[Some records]
▬▬▬
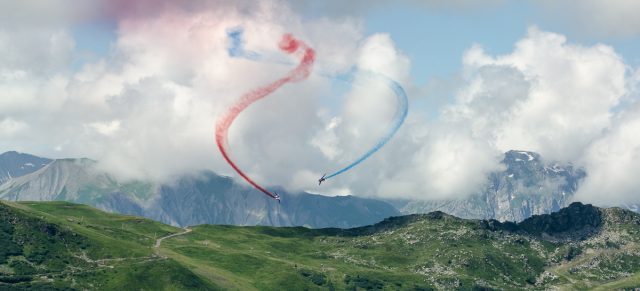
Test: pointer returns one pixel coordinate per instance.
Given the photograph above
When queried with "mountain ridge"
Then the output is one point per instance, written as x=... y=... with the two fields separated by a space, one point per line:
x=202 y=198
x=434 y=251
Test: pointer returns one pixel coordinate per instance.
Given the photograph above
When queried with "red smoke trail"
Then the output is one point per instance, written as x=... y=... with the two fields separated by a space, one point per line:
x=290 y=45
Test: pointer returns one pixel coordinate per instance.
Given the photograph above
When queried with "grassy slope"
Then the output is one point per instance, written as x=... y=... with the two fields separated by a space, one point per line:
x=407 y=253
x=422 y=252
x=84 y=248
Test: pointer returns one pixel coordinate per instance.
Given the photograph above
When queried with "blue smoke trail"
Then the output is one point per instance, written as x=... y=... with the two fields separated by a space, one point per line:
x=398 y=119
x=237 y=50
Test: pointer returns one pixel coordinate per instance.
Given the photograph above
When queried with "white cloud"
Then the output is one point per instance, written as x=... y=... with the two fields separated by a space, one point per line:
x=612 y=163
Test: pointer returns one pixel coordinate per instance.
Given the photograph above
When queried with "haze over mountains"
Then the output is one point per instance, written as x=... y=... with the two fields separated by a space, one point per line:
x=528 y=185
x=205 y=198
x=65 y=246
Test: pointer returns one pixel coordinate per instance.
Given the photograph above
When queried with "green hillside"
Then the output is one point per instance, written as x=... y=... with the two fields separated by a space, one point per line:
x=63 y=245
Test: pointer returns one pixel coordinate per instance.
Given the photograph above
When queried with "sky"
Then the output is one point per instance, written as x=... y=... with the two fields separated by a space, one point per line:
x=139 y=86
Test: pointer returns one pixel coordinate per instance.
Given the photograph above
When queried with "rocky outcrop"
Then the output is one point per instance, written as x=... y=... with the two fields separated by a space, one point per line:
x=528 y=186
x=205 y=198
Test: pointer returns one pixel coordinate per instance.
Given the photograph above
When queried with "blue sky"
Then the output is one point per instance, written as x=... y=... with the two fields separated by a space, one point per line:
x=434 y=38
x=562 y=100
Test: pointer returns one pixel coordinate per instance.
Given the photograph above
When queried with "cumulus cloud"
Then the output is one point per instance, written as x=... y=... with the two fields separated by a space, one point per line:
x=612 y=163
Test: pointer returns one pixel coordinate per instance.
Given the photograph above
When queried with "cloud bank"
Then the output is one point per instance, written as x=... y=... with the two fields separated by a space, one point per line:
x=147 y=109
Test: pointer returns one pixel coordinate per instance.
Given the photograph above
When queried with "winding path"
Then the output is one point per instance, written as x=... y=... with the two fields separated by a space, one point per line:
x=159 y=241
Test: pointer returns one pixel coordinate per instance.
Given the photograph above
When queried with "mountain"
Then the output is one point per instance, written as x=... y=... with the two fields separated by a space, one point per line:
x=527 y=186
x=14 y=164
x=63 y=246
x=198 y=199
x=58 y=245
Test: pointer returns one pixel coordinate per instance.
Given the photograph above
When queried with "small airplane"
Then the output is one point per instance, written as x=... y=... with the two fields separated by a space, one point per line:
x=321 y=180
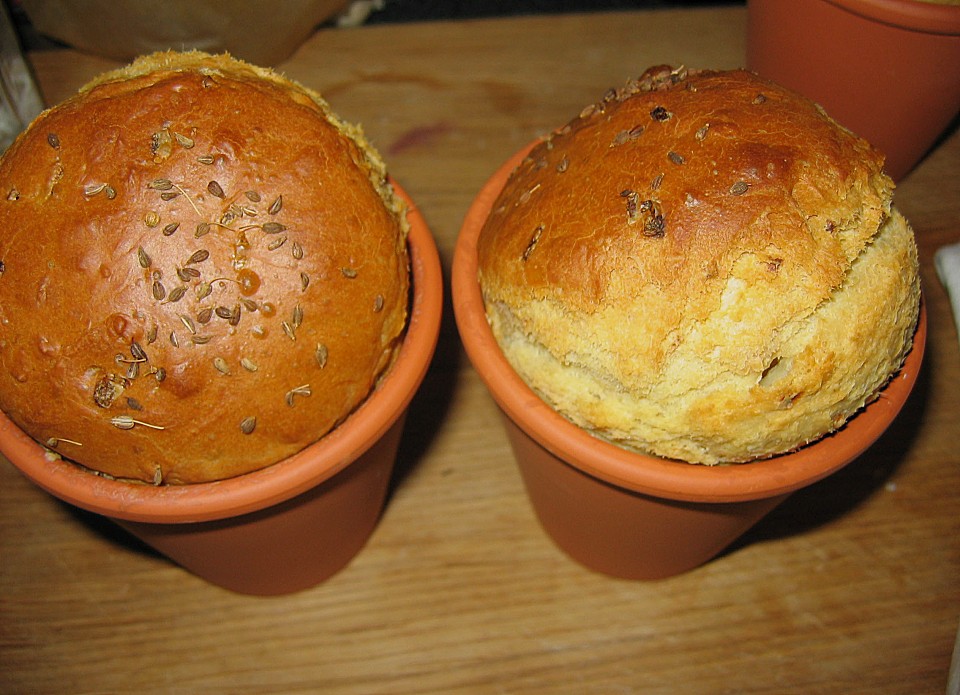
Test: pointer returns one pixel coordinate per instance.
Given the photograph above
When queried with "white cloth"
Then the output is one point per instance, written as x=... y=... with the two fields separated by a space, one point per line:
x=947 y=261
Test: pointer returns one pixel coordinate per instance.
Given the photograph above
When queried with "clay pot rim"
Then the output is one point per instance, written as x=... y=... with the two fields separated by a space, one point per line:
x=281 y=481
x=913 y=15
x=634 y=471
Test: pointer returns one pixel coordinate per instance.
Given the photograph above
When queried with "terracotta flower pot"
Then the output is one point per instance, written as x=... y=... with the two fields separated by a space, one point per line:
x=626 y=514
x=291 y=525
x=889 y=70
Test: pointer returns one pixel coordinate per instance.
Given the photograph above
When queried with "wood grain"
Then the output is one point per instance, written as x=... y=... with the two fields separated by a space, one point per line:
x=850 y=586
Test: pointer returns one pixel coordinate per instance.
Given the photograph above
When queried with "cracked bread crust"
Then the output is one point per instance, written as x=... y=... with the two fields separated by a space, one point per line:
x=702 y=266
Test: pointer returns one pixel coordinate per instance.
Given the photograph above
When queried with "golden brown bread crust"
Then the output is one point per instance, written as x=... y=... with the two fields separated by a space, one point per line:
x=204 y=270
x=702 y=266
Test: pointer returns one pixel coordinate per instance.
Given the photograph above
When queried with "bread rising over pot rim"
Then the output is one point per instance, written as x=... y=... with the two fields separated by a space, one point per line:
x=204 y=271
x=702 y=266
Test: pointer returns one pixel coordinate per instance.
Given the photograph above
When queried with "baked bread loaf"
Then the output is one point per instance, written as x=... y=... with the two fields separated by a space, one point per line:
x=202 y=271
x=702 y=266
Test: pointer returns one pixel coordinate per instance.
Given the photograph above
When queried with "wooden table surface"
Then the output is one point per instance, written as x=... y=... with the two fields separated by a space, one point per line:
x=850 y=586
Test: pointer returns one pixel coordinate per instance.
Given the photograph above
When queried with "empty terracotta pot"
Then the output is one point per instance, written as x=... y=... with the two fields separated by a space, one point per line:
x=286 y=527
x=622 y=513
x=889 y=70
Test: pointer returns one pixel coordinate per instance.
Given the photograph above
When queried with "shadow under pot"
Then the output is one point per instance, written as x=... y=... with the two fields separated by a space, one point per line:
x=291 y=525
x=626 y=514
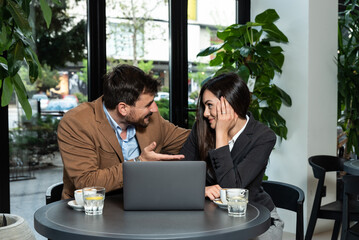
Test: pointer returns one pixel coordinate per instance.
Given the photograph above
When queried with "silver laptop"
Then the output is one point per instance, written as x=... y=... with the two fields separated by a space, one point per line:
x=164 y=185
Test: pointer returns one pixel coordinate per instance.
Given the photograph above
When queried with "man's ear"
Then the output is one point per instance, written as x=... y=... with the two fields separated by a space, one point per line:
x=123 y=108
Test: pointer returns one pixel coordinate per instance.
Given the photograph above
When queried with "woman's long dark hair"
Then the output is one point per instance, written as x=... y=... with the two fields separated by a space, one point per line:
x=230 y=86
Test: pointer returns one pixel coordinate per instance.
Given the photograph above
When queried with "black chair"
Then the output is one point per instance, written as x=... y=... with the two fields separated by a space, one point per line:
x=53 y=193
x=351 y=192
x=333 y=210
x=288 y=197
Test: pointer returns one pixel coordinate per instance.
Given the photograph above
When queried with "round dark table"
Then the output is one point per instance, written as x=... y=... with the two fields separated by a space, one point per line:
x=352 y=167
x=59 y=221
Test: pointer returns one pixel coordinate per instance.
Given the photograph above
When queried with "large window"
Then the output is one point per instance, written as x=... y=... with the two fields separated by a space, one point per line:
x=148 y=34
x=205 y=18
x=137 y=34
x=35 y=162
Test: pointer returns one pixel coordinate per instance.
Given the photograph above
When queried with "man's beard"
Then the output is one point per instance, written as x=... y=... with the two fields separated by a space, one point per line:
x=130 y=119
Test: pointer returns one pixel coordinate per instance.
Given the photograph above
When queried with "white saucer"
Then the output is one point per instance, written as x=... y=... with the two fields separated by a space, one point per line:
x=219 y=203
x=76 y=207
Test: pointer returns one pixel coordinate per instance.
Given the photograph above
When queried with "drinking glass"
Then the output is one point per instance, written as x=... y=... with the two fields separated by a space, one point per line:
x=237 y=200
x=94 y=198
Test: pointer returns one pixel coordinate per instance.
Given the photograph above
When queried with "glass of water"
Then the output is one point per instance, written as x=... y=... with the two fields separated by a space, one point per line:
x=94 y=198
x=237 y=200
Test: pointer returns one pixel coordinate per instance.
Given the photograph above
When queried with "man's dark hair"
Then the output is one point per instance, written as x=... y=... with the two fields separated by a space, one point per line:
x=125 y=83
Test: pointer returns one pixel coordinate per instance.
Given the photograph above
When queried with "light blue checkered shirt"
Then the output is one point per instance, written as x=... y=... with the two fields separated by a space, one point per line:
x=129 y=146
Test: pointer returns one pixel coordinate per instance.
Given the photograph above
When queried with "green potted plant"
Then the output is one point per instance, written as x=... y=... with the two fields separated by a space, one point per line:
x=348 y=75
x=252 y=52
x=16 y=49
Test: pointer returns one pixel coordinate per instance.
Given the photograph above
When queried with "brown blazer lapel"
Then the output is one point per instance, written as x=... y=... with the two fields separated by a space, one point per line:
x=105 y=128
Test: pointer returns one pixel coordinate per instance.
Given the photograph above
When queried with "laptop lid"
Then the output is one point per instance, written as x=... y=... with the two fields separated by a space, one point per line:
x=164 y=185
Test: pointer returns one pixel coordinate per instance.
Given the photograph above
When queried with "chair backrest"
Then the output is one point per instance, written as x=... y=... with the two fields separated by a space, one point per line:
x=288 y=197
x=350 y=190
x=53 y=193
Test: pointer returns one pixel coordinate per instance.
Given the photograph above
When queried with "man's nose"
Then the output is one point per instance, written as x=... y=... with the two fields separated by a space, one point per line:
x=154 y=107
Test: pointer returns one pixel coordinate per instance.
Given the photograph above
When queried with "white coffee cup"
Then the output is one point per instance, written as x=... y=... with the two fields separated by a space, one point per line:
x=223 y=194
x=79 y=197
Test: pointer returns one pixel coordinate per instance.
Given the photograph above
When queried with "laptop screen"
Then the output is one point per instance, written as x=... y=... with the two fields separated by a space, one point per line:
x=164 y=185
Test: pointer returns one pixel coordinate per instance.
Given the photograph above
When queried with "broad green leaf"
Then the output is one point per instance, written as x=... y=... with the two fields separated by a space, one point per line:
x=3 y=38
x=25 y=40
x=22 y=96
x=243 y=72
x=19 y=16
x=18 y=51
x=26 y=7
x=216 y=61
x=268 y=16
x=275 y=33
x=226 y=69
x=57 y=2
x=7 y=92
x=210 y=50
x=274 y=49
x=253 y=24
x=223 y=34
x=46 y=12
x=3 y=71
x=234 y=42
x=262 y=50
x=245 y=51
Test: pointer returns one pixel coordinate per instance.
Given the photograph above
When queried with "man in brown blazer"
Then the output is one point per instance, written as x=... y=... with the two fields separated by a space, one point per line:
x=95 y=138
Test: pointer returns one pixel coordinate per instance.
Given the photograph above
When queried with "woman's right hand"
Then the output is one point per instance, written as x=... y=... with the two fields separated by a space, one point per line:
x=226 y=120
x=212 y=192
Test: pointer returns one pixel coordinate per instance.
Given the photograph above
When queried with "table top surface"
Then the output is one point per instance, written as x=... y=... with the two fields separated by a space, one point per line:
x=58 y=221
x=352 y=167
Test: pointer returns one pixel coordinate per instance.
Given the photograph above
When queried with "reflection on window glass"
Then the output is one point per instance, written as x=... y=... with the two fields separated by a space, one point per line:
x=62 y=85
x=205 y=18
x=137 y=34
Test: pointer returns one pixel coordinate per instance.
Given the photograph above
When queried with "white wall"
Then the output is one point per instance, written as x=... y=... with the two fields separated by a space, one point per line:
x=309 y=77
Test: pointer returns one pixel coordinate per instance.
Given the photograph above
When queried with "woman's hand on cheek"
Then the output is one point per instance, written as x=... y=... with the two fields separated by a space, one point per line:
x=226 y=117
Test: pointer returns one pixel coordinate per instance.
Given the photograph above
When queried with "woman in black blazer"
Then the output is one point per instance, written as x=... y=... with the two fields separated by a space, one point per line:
▬▬▬
[WHAT IS REQUIRED] Count the lines of the listing above that contain the string "cloud", and give only that number.

[COMPLETE OUTPUT] 3